▸ What is being asked
Convert the lines that begin with the one containing "Where can you spot the blue flag?" and run through the end into a two-column CSV with the headers line and answer, one row per line holding its text and its answer. Put each field in quotation marks and turn any line breaks into spaces.
#### Data shown ####
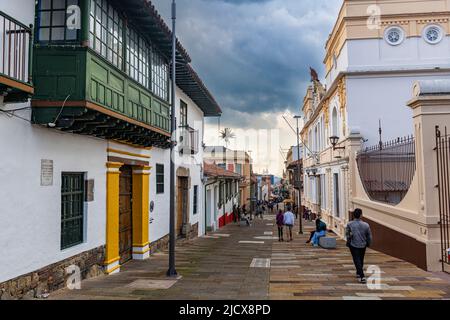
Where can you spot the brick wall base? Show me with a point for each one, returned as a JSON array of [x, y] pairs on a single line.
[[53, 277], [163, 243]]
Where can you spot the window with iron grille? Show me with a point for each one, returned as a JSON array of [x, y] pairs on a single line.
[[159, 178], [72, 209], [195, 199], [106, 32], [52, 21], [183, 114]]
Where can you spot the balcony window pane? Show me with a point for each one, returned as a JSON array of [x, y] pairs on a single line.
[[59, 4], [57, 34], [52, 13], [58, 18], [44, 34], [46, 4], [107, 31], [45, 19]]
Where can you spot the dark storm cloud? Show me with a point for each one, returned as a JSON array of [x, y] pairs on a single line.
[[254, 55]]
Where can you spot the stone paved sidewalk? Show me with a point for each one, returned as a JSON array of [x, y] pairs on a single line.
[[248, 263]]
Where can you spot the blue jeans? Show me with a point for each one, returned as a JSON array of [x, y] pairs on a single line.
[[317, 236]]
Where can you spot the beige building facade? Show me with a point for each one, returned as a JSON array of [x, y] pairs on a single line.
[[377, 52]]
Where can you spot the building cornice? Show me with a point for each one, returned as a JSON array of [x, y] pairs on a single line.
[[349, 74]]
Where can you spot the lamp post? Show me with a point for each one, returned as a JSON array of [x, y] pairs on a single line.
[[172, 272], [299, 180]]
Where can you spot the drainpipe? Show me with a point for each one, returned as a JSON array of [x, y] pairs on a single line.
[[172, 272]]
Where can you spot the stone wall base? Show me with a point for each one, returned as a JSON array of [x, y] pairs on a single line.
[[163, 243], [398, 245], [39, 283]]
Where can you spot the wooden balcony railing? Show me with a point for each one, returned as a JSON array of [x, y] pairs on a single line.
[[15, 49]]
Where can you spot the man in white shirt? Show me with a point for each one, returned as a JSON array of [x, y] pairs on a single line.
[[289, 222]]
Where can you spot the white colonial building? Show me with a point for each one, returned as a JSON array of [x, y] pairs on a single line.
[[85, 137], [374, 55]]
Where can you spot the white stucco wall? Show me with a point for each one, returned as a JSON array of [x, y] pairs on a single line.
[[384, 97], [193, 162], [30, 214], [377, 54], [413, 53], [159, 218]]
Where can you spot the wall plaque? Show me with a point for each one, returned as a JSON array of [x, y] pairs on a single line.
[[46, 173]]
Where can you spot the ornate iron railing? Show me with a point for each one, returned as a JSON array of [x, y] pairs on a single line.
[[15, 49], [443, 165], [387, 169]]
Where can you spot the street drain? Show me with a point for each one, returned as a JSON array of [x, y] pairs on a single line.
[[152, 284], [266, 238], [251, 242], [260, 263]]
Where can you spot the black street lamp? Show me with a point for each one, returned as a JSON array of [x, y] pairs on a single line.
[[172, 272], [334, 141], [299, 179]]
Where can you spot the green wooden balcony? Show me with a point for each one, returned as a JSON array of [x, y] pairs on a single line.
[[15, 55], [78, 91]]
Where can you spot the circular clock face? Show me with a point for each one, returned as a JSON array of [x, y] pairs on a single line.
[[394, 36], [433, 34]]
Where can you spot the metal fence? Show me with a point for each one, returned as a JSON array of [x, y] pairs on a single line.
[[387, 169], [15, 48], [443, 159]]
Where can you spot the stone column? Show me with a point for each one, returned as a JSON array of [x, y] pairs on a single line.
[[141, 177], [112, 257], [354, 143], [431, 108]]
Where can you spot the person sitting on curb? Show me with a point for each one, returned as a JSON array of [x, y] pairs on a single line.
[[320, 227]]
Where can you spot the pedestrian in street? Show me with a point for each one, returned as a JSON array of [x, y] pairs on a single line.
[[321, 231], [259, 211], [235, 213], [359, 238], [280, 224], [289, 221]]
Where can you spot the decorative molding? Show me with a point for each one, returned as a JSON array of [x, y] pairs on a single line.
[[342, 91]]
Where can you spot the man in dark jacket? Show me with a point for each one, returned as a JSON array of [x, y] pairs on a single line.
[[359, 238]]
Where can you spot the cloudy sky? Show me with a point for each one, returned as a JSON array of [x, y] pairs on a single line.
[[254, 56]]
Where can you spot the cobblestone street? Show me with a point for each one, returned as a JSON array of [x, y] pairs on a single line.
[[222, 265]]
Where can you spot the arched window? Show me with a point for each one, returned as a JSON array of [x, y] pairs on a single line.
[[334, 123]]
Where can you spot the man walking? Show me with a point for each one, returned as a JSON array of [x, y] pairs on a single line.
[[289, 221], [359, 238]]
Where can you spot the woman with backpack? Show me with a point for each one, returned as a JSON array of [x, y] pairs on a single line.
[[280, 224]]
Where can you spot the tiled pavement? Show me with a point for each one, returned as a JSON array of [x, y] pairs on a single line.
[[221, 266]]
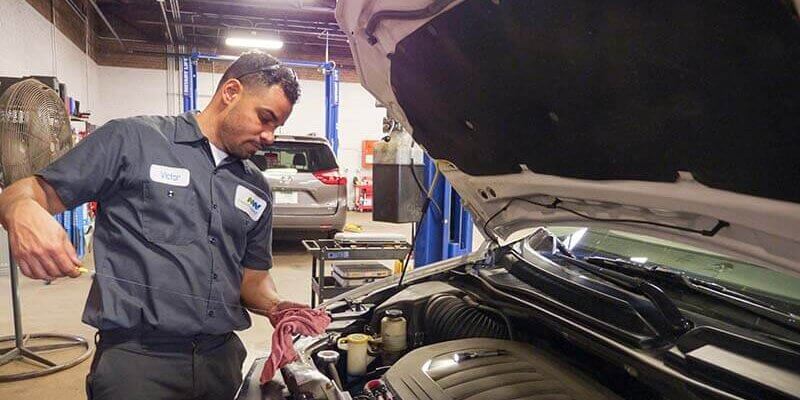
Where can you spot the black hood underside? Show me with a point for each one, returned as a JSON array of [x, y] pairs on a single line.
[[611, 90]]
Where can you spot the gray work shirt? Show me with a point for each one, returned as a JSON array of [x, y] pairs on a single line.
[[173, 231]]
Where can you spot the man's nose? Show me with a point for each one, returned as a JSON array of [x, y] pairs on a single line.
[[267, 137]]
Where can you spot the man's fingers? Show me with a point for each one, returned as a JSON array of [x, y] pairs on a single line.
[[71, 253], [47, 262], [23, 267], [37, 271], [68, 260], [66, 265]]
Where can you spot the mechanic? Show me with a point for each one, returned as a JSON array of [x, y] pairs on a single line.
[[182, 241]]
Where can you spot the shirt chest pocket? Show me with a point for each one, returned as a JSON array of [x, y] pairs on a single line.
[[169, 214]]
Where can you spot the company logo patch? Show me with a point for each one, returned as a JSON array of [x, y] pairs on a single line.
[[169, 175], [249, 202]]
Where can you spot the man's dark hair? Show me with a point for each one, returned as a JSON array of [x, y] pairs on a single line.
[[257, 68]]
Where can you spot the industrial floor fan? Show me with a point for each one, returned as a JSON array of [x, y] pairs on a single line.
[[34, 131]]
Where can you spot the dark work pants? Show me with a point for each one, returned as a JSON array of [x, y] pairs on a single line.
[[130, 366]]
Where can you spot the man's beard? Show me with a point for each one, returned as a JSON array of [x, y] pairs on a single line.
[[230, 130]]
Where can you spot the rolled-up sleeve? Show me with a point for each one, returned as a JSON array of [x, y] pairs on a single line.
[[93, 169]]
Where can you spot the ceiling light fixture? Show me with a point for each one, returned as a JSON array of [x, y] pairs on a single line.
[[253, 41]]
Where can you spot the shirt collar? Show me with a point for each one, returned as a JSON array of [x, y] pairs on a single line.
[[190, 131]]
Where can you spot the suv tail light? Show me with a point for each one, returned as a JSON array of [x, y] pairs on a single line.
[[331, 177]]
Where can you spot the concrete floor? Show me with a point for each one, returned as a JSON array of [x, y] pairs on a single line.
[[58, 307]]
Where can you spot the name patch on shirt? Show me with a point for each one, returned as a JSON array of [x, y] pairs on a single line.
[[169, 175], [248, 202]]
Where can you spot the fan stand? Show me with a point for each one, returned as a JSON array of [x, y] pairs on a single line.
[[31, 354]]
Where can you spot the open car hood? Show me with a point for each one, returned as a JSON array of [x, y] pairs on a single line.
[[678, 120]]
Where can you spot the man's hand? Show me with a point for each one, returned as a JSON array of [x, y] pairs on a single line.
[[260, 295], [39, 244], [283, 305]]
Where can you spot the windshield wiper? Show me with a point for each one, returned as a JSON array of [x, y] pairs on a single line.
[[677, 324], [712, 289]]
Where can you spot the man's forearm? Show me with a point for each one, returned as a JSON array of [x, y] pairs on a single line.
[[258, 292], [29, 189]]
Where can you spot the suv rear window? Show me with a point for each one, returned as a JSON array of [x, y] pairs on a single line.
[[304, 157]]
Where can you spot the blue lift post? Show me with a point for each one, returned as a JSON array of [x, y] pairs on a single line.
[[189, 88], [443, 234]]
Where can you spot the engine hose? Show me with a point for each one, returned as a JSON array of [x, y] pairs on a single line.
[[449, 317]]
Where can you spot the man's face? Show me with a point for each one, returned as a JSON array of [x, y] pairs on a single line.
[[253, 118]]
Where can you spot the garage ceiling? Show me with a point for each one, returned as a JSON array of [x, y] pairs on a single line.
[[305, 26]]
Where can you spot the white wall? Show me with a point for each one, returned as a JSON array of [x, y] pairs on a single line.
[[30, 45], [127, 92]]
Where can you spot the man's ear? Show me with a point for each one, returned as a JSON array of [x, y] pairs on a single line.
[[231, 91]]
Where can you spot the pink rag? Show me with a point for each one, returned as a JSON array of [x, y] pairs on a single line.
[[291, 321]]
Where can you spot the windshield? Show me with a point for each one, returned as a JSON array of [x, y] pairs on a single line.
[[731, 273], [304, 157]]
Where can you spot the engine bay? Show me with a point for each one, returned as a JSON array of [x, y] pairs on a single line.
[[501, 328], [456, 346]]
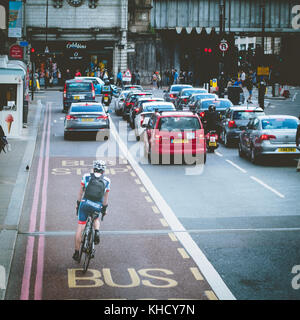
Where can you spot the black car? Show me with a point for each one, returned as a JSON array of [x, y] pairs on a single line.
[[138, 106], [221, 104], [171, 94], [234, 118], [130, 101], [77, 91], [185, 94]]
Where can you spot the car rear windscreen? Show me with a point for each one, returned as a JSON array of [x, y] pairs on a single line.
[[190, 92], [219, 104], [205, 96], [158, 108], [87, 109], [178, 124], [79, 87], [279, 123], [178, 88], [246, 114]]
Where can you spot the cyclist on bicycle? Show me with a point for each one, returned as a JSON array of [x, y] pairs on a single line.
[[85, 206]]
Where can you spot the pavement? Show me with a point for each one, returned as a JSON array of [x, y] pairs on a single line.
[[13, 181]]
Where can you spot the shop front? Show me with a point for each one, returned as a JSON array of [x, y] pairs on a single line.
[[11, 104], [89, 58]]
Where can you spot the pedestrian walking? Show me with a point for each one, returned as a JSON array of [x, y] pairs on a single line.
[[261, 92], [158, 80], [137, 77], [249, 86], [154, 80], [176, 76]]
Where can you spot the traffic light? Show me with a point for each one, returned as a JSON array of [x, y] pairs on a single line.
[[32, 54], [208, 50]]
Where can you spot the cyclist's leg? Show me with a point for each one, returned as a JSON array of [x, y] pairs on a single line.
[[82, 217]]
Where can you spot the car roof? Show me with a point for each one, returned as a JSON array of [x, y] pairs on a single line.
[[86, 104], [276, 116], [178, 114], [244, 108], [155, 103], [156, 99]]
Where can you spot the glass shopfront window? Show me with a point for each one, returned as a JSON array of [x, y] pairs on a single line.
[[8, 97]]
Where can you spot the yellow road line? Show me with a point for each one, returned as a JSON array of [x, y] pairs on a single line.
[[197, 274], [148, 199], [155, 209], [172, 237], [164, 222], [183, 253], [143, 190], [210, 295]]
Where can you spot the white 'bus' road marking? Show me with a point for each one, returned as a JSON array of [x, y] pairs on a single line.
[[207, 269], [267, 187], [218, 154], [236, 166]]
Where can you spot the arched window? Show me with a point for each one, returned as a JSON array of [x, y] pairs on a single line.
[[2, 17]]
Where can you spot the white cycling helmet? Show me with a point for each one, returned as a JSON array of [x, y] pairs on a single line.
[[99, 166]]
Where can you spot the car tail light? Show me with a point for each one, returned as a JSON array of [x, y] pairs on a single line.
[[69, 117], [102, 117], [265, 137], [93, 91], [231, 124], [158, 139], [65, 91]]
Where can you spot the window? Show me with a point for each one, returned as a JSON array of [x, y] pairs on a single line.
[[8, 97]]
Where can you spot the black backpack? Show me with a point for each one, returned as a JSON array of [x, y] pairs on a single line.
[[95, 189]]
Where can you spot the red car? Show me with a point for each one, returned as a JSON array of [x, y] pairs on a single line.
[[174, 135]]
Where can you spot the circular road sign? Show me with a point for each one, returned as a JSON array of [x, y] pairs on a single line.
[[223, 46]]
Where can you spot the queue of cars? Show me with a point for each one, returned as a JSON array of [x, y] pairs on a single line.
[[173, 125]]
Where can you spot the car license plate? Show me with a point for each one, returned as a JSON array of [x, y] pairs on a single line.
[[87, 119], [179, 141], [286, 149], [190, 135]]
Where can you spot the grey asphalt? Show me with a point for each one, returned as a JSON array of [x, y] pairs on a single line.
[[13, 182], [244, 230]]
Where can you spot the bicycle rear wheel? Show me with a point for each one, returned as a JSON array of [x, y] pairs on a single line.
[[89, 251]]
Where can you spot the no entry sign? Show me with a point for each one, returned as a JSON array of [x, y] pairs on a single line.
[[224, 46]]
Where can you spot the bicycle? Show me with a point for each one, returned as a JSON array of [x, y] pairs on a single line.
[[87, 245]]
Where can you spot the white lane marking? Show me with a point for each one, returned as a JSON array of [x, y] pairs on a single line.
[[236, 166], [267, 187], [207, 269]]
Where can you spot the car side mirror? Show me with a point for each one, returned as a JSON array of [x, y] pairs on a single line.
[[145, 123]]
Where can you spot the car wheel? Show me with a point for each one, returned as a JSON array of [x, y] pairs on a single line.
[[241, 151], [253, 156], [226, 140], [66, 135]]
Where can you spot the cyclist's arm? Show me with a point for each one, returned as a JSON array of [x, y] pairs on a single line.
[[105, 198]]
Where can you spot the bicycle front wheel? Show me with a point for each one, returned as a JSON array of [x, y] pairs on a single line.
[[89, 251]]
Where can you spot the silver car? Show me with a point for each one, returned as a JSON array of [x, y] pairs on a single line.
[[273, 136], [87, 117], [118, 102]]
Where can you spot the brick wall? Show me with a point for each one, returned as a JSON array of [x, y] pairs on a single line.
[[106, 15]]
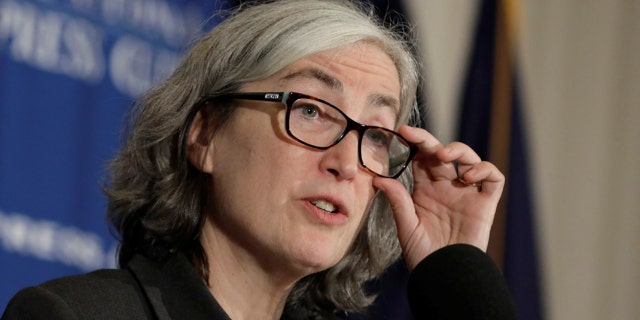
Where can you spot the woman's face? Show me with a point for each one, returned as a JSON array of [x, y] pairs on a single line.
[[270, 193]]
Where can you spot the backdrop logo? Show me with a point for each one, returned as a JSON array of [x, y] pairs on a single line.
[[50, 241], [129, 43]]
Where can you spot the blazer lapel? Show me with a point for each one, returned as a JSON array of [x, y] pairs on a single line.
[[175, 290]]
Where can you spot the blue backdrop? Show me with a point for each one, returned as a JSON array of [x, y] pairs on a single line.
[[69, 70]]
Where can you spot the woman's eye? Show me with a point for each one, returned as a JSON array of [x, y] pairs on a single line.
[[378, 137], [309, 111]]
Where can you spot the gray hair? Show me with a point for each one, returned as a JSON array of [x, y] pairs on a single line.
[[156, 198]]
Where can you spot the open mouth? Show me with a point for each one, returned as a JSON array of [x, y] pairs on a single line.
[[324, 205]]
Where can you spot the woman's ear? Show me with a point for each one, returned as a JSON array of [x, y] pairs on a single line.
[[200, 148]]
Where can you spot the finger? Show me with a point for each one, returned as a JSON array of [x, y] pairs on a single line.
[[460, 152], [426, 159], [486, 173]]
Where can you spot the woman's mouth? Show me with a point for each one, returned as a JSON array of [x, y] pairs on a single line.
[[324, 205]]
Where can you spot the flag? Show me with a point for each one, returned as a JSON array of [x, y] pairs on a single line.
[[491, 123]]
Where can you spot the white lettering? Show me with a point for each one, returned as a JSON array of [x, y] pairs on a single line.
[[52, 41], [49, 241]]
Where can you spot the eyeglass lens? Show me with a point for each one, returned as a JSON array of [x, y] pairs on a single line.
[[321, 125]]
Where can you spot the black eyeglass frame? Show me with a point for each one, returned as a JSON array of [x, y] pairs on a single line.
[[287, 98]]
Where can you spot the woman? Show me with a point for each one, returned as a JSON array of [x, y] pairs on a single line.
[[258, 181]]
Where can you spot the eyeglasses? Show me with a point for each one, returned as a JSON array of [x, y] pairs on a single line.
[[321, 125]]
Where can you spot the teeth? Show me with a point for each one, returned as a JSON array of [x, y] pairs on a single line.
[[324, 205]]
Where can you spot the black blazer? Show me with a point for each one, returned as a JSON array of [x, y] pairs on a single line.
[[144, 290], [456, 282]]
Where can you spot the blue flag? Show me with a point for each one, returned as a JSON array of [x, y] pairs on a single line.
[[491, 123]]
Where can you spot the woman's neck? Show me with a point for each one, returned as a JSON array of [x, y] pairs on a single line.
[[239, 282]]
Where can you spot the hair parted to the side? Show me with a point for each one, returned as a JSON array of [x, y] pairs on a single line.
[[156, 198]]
####
▸ Reply
line,answer
"Where can you spot the blue flag? Show me with a point for each one, returned as a JSON array of [x, y] pairs on a single line.","[[491, 123]]"
"Where can you spot the woman's neck? Show me with a point for each one, returned as a JSON array of [x, y] pairs on a single line.","[[239, 282]]"
"Where can you spot the hair parted to the side? Show me with a point for each one, returned as a JSON array of [x, y] pairs on a single line.","[[156, 198]]"